* **Aim**
Write out, unchanged, the part of the listing below that opens with the line containing "Provide the mask of every instance of the green" and runs through the end of the listing, both ends included.

[Stored items from a collection]
— start —

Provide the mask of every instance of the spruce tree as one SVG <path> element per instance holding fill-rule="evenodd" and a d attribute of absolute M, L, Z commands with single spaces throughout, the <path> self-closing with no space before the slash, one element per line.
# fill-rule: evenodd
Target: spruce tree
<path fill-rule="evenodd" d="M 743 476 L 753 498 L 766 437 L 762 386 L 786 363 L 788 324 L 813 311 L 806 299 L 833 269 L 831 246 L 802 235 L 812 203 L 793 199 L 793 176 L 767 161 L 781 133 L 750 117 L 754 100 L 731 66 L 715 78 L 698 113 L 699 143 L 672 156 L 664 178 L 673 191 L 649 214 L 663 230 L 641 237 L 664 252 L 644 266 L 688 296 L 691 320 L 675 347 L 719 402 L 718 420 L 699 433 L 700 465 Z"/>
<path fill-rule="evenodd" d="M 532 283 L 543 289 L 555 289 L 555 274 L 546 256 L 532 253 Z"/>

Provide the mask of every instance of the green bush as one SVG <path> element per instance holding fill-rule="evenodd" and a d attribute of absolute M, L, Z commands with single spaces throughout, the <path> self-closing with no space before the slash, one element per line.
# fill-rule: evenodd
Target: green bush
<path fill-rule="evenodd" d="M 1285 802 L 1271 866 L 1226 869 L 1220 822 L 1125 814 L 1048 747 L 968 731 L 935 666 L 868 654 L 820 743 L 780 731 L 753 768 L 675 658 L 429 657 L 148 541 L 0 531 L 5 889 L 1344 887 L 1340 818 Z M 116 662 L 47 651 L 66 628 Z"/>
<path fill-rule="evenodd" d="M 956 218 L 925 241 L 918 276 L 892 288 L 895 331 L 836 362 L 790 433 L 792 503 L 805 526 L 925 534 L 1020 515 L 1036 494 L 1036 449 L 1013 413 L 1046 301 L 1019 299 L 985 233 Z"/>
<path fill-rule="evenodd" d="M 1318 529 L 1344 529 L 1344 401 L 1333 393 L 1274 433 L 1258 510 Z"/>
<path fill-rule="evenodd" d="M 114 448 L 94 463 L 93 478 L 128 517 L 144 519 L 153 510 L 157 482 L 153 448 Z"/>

— end —

* **Answer below**
Provide the mask of every instance of the green bush as one SVG <path> element per instance holding fill-rule="evenodd" and a d attribute of absolute M, L, Z commands with single spaces throughout, the <path> self-closing with no space before the slash, one element per line.
# fill-rule: evenodd
Target: green bush
<path fill-rule="evenodd" d="M 1285 802 L 1271 866 L 1226 869 L 1220 822 L 1125 814 L 1048 747 L 968 731 L 935 666 L 868 654 L 820 743 L 780 731 L 753 768 L 675 658 L 429 657 L 148 541 L 0 531 L 5 889 L 1344 887 L 1340 818 Z M 116 662 L 47 651 L 66 628 Z"/>
<path fill-rule="evenodd" d="M 956 218 L 925 241 L 918 276 L 892 288 L 895 331 L 836 362 L 790 433 L 792 503 L 805 526 L 925 534 L 1020 515 L 1036 494 L 1036 449 L 1013 413 L 1046 301 L 1019 299 L 985 233 Z"/>
<path fill-rule="evenodd" d="M 1318 529 L 1344 529 L 1344 401 L 1333 393 L 1274 433 L 1258 510 Z"/>
<path fill-rule="evenodd" d="M 114 448 L 94 463 L 93 478 L 128 517 L 144 519 L 153 510 L 157 482 L 153 448 Z"/>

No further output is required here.